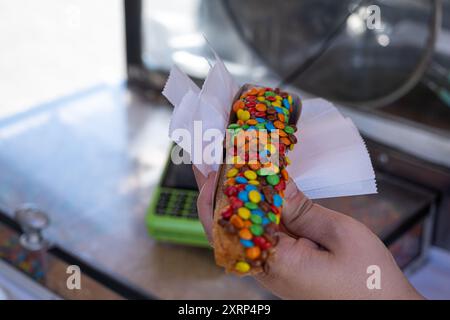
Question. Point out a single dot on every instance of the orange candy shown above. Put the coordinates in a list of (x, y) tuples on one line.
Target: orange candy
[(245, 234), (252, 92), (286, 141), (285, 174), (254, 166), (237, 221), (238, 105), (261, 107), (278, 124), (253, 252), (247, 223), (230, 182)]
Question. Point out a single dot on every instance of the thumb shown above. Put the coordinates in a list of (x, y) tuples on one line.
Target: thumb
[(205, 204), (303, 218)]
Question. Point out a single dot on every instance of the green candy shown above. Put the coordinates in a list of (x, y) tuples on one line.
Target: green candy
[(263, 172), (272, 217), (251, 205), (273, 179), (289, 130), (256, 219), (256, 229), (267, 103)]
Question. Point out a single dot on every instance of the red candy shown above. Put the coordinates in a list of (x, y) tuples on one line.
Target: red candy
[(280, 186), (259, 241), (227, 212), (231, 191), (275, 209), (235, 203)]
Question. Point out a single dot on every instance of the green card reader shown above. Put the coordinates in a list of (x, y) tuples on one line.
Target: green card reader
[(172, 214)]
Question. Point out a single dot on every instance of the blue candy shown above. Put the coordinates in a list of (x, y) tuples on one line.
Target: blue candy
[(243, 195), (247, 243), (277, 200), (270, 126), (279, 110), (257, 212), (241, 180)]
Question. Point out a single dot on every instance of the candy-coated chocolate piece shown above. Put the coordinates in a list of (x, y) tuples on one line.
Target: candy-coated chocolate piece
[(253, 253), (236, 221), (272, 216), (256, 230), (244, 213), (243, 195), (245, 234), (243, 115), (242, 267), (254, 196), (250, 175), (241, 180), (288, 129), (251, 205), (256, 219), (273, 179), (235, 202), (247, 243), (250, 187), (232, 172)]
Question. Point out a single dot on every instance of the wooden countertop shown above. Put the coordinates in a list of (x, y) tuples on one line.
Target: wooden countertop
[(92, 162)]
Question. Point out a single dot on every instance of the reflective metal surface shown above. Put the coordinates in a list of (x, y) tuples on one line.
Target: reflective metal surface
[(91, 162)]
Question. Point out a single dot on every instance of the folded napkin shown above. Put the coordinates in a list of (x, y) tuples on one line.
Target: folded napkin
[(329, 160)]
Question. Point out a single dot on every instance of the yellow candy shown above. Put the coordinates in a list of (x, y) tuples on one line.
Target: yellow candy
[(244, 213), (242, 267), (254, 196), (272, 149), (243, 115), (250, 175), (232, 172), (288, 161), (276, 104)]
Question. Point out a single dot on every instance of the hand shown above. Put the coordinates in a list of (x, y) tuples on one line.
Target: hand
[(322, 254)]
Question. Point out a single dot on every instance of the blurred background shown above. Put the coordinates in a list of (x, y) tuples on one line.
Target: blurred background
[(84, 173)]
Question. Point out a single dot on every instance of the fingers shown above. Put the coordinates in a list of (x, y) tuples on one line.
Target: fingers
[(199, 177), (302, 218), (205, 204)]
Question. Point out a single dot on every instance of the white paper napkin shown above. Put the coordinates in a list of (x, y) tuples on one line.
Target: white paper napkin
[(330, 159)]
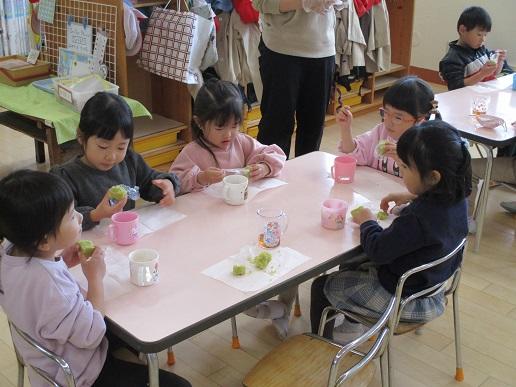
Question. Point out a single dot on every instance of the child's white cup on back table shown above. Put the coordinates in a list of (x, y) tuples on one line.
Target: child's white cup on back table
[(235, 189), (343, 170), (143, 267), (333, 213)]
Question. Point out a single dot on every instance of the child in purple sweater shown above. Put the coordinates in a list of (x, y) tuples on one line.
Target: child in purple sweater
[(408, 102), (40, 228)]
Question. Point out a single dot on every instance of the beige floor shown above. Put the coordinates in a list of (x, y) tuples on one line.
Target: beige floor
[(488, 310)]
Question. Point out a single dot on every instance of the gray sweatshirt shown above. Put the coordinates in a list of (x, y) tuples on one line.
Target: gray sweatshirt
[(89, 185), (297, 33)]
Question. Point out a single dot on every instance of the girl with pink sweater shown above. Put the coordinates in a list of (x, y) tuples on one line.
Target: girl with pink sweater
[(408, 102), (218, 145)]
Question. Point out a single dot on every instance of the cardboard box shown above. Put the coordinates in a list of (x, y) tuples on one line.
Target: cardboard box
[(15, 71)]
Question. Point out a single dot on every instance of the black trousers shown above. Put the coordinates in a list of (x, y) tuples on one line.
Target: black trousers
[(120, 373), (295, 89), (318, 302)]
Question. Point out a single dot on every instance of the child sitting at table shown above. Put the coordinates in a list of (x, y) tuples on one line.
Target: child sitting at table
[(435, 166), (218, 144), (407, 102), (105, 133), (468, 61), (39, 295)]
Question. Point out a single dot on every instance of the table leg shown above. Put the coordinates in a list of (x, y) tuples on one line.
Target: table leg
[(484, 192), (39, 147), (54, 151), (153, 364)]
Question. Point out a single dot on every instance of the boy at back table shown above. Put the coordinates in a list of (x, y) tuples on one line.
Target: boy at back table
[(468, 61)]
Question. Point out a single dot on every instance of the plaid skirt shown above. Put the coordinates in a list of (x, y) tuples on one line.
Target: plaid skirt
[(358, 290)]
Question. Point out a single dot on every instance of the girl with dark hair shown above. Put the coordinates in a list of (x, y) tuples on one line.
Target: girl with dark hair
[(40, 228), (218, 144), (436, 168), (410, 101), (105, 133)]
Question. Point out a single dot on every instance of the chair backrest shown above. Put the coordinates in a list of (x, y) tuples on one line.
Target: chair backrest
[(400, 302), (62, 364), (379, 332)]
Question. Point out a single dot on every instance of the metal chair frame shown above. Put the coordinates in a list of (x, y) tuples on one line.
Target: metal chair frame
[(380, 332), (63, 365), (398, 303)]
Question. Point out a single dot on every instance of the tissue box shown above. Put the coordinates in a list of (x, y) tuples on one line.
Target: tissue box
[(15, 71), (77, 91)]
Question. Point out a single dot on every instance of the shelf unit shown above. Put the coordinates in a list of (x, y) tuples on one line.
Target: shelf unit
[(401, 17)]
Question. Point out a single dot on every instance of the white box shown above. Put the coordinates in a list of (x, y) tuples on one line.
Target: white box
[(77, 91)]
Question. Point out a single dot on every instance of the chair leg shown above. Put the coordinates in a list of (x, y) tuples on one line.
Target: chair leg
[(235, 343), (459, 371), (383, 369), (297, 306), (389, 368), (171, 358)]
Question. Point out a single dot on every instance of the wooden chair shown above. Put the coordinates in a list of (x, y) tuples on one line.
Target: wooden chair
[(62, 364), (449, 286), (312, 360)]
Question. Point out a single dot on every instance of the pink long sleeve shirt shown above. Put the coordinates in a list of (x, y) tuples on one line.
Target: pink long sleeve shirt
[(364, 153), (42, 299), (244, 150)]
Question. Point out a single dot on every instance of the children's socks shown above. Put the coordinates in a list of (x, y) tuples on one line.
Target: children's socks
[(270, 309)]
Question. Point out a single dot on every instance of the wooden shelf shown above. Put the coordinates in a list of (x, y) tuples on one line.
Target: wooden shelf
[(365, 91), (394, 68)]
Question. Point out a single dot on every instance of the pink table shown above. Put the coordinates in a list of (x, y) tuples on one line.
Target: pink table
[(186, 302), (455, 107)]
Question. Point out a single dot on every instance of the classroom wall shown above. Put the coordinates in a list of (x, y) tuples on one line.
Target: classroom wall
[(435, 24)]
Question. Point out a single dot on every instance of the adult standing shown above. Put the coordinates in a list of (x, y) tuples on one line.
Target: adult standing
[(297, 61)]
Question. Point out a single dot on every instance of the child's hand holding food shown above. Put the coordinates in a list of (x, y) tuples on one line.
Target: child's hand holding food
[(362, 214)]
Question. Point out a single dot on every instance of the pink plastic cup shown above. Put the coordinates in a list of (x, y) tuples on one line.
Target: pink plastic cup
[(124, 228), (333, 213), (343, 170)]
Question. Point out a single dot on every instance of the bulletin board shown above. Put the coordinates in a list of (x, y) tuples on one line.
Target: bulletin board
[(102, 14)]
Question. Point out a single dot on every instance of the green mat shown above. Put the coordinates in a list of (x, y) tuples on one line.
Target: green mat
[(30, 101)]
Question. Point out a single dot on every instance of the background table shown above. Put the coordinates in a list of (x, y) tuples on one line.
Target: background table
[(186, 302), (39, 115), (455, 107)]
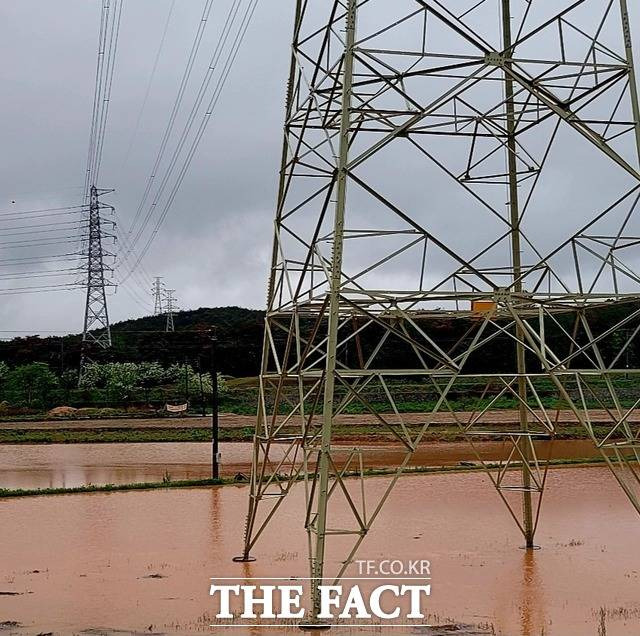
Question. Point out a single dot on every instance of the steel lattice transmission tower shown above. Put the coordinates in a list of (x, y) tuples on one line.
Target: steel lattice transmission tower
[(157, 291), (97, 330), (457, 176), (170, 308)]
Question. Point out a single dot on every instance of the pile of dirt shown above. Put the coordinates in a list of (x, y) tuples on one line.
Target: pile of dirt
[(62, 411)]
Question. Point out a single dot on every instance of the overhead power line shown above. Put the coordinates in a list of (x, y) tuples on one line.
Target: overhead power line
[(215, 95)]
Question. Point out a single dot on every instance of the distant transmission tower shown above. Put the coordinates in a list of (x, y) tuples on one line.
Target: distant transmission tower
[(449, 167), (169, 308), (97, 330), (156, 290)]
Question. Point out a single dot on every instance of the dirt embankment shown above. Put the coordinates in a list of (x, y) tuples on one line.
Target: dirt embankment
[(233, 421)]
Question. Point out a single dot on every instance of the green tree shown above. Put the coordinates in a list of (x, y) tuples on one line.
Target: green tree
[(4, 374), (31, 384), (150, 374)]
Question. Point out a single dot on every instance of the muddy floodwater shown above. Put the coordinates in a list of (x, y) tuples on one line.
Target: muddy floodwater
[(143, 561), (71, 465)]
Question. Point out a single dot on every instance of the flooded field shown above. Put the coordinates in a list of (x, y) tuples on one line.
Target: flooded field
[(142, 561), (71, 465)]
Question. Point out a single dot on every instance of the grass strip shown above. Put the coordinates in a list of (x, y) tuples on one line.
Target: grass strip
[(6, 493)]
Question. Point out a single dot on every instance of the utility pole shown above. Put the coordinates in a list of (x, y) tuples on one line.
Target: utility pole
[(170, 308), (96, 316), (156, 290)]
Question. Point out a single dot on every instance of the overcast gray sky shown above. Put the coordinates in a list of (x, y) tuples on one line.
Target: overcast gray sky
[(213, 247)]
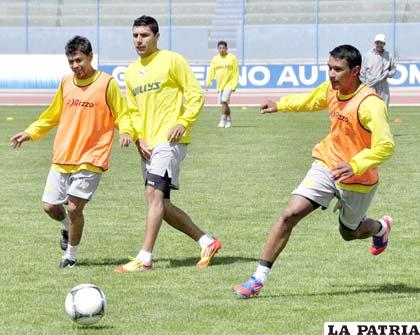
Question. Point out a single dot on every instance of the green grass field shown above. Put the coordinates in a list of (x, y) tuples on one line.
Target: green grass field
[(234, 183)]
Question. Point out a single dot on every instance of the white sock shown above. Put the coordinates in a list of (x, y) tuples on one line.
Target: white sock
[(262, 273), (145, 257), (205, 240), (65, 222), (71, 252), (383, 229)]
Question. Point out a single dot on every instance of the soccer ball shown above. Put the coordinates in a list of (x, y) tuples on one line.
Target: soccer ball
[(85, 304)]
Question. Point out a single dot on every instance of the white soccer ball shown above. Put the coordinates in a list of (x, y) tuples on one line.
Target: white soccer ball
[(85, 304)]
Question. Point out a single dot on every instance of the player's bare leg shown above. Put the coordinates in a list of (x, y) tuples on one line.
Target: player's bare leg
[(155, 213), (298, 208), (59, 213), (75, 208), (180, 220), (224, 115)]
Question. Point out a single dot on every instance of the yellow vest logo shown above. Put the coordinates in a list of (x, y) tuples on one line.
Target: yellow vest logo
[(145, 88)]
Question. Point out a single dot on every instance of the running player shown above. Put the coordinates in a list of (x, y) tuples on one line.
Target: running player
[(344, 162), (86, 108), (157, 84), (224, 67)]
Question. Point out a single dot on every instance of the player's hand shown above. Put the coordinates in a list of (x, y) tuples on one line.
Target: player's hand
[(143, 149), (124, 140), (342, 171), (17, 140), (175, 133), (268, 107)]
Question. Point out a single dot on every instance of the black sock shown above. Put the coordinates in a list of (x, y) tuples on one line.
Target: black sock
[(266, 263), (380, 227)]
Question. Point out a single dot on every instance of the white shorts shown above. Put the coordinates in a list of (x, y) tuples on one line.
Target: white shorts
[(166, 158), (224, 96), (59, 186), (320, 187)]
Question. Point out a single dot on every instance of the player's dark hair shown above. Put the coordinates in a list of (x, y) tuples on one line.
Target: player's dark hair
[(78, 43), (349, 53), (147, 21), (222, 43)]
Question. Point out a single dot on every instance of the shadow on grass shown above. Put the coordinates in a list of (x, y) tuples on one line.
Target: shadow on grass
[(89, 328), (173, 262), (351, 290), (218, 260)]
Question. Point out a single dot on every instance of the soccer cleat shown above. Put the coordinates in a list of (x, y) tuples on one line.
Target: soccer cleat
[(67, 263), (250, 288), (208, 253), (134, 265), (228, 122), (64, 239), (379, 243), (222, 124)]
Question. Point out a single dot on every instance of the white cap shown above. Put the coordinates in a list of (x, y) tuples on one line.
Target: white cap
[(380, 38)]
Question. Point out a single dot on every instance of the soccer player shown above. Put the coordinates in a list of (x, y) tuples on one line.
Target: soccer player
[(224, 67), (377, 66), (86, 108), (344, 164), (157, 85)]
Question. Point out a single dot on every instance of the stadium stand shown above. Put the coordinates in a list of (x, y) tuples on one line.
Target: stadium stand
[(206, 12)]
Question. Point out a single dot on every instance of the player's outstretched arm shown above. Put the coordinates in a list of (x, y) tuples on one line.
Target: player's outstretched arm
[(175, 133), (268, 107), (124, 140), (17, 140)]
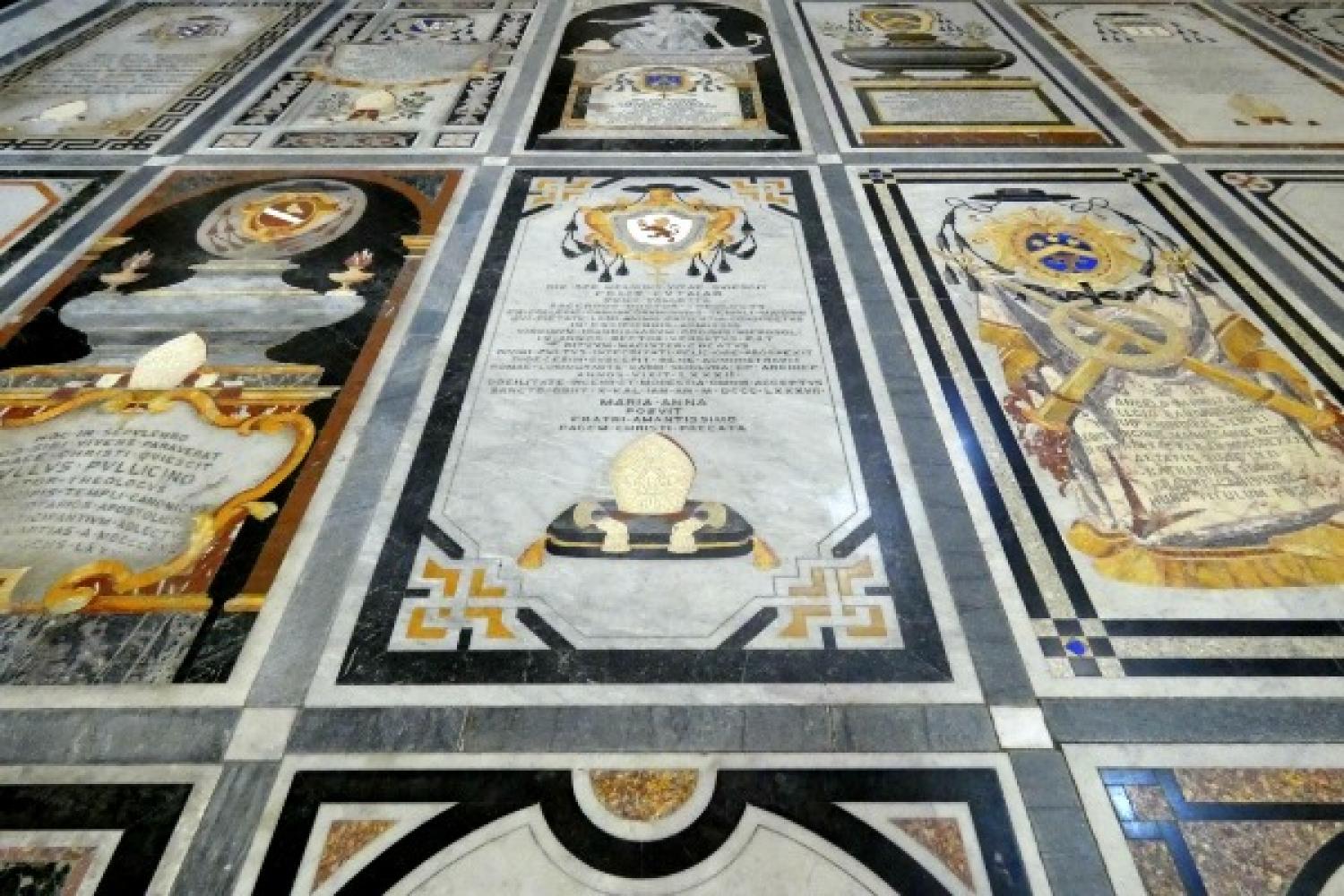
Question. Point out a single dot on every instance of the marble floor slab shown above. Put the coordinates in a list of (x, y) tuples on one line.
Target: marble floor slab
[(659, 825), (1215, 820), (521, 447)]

» **ASSIGNED TASK**:
Copy the entries above exactly, but only the stretch from the line containing "Target: bulletin board" through the line containing "of the grass". Keep both end lines; drop the pictures.

» **RESULT OF THE EXERCISE**:
Target: bulletin board
[(102, 14)]
Question. Point out a single dot on every instance of the green mat shown above. Put the coordinates in a list of (x, y) tuples on one line.
Target: green mat
[(30, 101)]
Question. Point out a single dot on every instance of the background table shown above. Put the coordinates in a list of (x, y) tuples on one line.
Target: background table
[(186, 302), (39, 115), (455, 107)]
Question. Point out a single dot on every instance of the steel lattice transmission tower shown above. Put the coordinates in a list of (x, y) tuples on one line.
Target: steel lattice transmission tower
[(157, 291), (97, 330), (457, 176), (170, 308)]
Question. Point out a single dot on every instance of the pile of dirt shown above. Put the coordinates in a list of (x, y) tuples on one line.
Target: pile of dirt
[(62, 411)]
Question. Point out a single dot on every instance of the overhead power line shown above. Put the coordinates in a list of (x, y) tuples on one line.
Target: overhead power line
[(215, 95)]
Question. Point out a single dot on every instance of the distant transmission tower shown above. Put the coordinates in a list of (x, y) tuples on one line.
Target: distant transmission tower
[(449, 167), (169, 308), (97, 330), (156, 290)]
Question. Point out a single dot on every instance of the dirt embankment shown above. Put the coordinates in a list of (x, y) tuples on one line.
Target: dirt embankment
[(233, 421)]
Question. Point out a single dot on every instance of the green tree shown above. Put the coordinates in a list of (x, y) tuples on one line.
Target: green tree
[(4, 374), (31, 384), (150, 374)]
Question. Point out a single dot on every instance of the muddy floodwater shown above. Put the coordinates in a list of (x, y) tuples on one line.
Target: muddy floodwater
[(143, 561), (71, 465)]
Question. Point out a single dot on every instance of the flooded field shown above. Put the coordinates in a list of (x, y) tuples on one line.
Target: flooded field
[(142, 561), (71, 465)]
Question. Point out a single dot on every instance of the grass strip shown above. Put the coordinates in a list of (x, y) tuples on one line.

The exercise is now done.